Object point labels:
##############################
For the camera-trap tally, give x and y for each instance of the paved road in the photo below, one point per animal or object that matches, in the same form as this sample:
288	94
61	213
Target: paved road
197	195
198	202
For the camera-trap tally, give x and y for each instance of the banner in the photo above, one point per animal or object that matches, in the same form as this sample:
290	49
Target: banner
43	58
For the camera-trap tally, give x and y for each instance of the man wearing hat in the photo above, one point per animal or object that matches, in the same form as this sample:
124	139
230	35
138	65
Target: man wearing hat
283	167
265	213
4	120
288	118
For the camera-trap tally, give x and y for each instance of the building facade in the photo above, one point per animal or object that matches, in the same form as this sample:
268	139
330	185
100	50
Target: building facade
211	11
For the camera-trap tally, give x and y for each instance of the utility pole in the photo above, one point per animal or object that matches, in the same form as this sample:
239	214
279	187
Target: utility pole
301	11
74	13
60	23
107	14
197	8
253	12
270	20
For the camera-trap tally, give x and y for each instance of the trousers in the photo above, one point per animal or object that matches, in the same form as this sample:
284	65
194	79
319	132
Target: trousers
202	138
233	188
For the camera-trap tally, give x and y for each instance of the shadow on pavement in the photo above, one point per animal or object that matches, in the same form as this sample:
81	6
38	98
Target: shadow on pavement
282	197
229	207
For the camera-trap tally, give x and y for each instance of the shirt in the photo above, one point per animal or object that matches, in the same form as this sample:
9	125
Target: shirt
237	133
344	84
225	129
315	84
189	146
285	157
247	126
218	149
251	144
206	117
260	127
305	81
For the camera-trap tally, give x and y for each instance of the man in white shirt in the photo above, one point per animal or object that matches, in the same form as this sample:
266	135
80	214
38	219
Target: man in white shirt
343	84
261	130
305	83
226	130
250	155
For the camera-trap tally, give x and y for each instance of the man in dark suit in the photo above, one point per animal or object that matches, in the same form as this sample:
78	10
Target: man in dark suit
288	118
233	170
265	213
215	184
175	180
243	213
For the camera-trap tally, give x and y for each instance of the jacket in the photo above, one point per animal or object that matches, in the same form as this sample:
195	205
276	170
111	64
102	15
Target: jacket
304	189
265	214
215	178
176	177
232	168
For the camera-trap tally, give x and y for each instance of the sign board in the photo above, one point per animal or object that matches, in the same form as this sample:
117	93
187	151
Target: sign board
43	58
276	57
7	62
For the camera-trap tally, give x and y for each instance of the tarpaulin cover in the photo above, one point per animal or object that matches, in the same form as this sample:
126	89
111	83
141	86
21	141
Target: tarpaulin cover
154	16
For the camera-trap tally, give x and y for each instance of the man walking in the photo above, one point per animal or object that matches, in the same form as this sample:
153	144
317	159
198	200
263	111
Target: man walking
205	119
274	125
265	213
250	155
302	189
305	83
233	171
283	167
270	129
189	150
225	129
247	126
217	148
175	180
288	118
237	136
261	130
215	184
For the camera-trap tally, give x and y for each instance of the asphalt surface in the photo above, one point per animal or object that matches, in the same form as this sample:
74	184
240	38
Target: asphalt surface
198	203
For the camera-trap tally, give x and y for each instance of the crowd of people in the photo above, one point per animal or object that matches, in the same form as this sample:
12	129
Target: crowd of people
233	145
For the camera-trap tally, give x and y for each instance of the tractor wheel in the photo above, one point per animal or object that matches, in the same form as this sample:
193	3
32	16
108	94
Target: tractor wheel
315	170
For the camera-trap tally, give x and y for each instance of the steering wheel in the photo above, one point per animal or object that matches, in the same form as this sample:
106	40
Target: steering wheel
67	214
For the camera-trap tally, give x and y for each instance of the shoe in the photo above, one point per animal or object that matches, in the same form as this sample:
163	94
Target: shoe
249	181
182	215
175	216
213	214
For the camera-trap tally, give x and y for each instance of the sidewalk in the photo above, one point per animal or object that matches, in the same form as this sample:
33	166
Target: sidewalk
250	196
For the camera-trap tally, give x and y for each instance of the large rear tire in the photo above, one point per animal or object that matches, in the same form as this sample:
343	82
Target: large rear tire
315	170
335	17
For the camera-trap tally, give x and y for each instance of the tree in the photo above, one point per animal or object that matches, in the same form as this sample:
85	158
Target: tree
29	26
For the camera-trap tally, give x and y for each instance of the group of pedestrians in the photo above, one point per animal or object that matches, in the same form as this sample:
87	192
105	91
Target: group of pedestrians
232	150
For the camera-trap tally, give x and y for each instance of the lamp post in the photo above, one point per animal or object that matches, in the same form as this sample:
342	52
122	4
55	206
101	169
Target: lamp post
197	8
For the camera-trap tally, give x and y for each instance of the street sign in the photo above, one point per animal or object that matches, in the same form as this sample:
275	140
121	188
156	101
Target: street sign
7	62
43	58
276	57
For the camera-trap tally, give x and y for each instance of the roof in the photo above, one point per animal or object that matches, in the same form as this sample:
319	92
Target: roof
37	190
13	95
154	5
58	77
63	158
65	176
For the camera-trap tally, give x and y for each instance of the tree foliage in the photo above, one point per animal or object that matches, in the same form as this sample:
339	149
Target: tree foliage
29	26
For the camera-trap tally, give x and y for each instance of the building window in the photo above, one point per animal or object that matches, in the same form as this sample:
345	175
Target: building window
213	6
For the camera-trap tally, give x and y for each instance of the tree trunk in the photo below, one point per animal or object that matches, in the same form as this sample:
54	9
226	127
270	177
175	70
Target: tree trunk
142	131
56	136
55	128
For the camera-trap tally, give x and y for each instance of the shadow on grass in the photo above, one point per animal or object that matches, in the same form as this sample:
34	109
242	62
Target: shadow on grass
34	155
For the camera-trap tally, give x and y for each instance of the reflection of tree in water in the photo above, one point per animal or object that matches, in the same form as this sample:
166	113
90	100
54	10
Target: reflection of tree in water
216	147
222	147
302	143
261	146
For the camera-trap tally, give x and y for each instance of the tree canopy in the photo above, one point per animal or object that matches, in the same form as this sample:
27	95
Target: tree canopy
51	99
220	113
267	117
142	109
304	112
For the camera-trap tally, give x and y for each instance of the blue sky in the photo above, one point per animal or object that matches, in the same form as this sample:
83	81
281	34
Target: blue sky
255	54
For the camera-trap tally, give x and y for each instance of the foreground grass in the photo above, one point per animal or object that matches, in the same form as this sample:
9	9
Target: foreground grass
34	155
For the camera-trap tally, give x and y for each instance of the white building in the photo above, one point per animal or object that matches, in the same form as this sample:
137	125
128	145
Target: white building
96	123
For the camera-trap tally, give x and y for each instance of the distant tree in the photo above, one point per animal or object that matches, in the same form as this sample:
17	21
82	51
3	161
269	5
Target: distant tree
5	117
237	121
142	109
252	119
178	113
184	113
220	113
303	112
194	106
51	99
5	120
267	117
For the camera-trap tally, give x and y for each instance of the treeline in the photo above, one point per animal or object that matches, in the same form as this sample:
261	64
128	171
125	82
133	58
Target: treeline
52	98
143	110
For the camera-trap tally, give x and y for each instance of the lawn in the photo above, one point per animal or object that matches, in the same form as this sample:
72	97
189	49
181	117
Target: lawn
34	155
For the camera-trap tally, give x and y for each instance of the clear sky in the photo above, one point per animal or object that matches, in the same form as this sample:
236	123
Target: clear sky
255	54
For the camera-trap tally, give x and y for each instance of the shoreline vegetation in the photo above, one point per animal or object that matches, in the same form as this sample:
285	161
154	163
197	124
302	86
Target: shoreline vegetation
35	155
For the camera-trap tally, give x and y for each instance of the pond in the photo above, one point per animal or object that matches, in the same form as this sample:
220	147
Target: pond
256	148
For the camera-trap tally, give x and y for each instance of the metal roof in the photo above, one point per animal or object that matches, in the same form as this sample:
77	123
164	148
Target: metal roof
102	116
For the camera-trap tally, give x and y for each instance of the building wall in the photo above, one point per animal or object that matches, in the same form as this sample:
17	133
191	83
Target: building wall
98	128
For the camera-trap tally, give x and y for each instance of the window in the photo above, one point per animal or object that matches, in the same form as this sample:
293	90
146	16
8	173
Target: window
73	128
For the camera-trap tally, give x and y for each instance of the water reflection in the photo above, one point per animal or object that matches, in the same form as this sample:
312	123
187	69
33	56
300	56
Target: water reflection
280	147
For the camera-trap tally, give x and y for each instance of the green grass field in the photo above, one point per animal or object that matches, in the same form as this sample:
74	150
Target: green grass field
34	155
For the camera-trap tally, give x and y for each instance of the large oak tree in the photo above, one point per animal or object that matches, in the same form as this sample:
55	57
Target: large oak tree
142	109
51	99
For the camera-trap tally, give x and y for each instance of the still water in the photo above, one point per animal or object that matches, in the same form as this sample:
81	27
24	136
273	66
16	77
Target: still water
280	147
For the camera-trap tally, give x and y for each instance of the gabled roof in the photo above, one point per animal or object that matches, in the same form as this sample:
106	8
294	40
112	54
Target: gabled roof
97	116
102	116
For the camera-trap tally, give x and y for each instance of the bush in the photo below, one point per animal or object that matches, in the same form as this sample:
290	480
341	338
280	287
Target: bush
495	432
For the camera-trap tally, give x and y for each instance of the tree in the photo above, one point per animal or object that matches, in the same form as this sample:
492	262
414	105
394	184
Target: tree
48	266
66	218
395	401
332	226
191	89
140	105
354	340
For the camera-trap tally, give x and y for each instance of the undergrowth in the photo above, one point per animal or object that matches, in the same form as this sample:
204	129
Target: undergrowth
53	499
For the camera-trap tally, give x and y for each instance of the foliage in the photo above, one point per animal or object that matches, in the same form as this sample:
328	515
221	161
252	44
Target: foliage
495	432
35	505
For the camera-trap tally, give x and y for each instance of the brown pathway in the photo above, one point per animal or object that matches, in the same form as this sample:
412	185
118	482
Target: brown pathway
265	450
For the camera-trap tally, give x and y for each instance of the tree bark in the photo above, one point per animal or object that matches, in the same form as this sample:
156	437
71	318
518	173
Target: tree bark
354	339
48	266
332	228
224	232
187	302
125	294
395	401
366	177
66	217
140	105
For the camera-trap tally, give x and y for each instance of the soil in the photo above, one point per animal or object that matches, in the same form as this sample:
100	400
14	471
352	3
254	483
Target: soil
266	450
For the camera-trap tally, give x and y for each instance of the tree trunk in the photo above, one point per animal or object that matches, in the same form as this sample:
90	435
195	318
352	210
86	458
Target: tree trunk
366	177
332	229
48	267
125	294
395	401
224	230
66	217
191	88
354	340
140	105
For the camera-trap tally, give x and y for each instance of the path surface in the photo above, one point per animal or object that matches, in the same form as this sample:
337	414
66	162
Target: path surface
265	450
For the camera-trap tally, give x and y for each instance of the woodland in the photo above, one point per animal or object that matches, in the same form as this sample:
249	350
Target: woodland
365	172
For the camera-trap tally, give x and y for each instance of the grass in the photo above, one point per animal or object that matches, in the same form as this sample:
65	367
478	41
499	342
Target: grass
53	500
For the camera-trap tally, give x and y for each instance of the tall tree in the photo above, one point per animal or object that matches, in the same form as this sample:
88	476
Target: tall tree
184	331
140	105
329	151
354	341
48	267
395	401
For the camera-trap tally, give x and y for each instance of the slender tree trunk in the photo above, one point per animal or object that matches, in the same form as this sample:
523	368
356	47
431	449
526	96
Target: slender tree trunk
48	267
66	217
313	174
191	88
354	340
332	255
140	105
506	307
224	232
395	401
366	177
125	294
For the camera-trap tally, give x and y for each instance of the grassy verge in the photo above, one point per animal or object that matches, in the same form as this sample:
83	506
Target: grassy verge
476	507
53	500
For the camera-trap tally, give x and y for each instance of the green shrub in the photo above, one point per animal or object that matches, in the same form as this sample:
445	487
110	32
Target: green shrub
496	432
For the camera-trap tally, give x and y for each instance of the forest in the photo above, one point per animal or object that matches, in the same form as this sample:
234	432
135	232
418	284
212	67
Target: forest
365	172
##############################
◆ WHAT IS ASKED
Give back exactly the lines from the line containing "of the slender" to the end of the entries, and no other lines.

◆ TASK OUTPUT
For the camera-trap tally, give x and y for each instance of the slender tree trunk in the photo above, one point per animal or object that matches, in the same form as this sample:
523	368
356	47
431	449
526	96
Target: slender tree trunk
48	267
66	217
313	174
191	88
354	340
332	255
140	105
506	307
224	232
395	401
366	177
125	294
For the camera-trap tally, give x and y for each instance of the grassy verge in the photo above, one point per animal or object that matches, in the same form as this sample:
83	506
Target: grassy verge
476	507
53	500
For the camera-trap tally, give x and y for each instance of the green shrub in the photo above, one point per animal or object that matches, in the same form as this sample:
445	487
110	32
Target: green shrub
496	432
For the camera-trap tally, give x and y for each instance of the forest in the photo above, one point per animal or object that matches, in the same form as this sample:
234	432
135	232
418	284
212	67
Target: forest
365	172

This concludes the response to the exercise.